▶ **PROVIDED PASSAGE**:
+--

Merge pull request #764 from AaltoSciComp/winter-kickstart-gpu-update

simo-tuomisto · web-flow · commit a8eb8bee50ed · 2025-02-26T13:07:30.000+02:00
gpu: Small updates to GPU pages for the winter kickstart 2025.
diff --git a/triton/examples/monitoring/gpu.rst b/triton/examples/monitoring/gpu.rst
@@ -7,17 +7,38 @@ When your job has started, you can ``ssh`` to the node and run
 Once the job has finished, you can use ``slurm history`` to obtain the
 ``jobID`` and run::
 
+   $ module load seff-gpu
+   $ seff JOBID
+   seff 5817422
+   Job ID: 5817422
+   Cluster: triton
+   User/Group: tuomiss1/tuomiss1
+   State: COMPLETED (exit code 0)
+   Nodes: 1
+   Cores per node: 2
+   CPU Utilized: 00:08:25
+   CPU Efficiency: 63.28% of 00:13:18 core-walltime
+   Job Wall-clock time: 00:06:39
+   Memory Utilized: 2.10 GB
+   Memory Efficiency: 26.31% of 8.00 GB
+   GPUs reserved: v100 (x1)
+   GPU Utilized: 10%
+   GPU VRAM Utilized: 15114 MB
+
+Alternatively, you can run::
+
    $ sacct -j JOBID -o TRESUsageInAve -p
-   cpu=01:09:20,energy=909169,fs/disk=192466115,gres/gpumem=1648M,gres/gpuutil=66,mem=2810884K,pages=8,vmem=0|
+   cpu=00:08:24,energy=95240,fs/disk=147861134,gres/gpumem=15114M,gres/gpuutil=10,mem=2207116K,pages=3473,vmem=0|
 
+This shows the GPU utilization.
 
-This also shows the GPU utilization.
+In the example, you can see that the GPU utilization is low.

+--

Point labeling examples:
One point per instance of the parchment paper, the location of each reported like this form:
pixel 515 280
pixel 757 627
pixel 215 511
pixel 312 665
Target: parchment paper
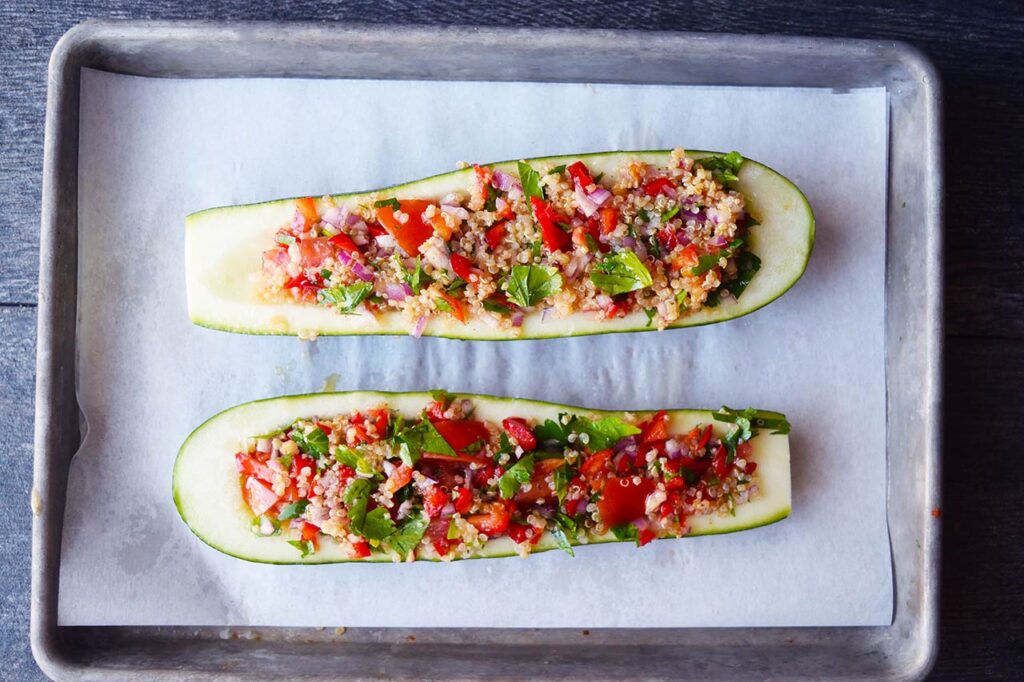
pixel 153 151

+--

▶ **WHAT IS REQUIRED**:
Reproduce the commit diff from "simo-tuomisto · web-flow" up to and including "(exit code 0)". Work from the commit diff alone.

▶ **RESULT OF THIS TASK**:
simo-tuomisto · web-flow · commit a8eb8bee50ed · 2025-02-26T13:07:30.000+02:00
gpu: Small updates to GPU pages for the winter kickstart 2025.
diff --git a/triton/examples/monitoring/gpu.rst b/triton/examples/monitoring/gpu.rst
@@ -7,17 +7,38 @@ When your job has started, you can ``ssh`` to the node and run
 Once the job has finished, you can use ``slurm history`` to obtain the
 ``jobID`` and run::
 
+   $ module load seff-gpu
+   $ seff JOBID
+   seff 5817422
+   Job ID: 5817422
+   Cluster: triton
+   User/Group: tuomiss1/tuomiss1
+   State: COMPLETED (exit code 0)